◆ **TASK TO CARRY OUT**:
Reproduce word for word the part of the Instagram planning text that opens with the words "My expereince of" and closes with "with more frequency.".

On Saturday when I'm making my production lists and schedule for the upcoming week, I batch edit photos and plan out Instagram posts for the week as well.  It really helps save time, because I'm not spending an hour every day trying to come up with something smart to say. You can build posts in advance either within Facebook and Instagram, or you can get an app like later or hootsuite to help plan things out. Choose your overall tone for the week, choose photos that suit, write all your copy at once.  This method takes an hour or two, as opposed to being an insidious time suck throughout the week.* Copy and paste a pre made hashtag list into the first comment, and Bob's your Uncle.  Change out your hashtags once a month so you don't get shadow banned by the new algorithms. Usually I spend time researching a few new ones on the same day I do my monthly newsletter.  

My expereince of Instagram is almost identical to Tyler's. I get leads, job offers, show offers and all kinds of things that lead indirectly to money, but not usually direct sales of specific items. I've had a handful this summer, though.  And customers are definitely telling me they are looking for me there with more frequency.

◆ **Point annotation dataset records**:
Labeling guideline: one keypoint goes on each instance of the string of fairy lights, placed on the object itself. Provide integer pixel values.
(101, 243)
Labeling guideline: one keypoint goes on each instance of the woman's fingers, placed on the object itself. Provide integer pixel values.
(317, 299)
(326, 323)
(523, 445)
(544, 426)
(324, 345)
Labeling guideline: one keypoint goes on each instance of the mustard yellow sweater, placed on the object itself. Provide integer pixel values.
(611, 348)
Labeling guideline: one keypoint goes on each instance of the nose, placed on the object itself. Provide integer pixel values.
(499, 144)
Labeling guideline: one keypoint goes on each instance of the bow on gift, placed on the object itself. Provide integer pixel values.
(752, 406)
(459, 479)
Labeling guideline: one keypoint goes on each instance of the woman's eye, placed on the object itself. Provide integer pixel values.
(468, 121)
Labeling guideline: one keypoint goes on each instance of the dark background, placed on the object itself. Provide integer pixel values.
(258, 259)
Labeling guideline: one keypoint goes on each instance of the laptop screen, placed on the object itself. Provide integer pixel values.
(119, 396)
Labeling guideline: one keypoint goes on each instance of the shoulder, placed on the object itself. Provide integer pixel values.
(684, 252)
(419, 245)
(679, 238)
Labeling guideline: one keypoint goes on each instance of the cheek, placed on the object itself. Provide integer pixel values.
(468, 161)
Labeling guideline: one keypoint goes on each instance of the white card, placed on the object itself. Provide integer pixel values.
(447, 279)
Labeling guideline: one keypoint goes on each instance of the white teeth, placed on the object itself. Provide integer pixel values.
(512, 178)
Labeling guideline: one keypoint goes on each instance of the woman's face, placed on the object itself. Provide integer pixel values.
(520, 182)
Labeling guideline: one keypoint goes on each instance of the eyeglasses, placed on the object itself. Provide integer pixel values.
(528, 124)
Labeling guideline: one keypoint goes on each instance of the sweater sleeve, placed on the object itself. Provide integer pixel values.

◆ **SOLUTION TO THE EXERCISE**:
My expereince of Instagram is almost identical to Tyler's. I get leads, job offers, show offers and all kinds of things that lead indirectly to money, but not usually direct sales of specific items. I've had a handful this summer, though.  And customers are definitely telling me they are looking for me there with more frequency.